◆ THE INPUT:
★ ★ ★ ★
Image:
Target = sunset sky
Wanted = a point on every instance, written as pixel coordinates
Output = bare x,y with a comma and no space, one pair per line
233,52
★ ★ ★ ★
Every single record is to be set down again, unaltered.

◆ ANSWER BOX:
Image:
Target = sunset sky
Wanted = a point on every instance, written as pixel coordinates
Output = bare x,y with a comma and no space, one pair per line
233,52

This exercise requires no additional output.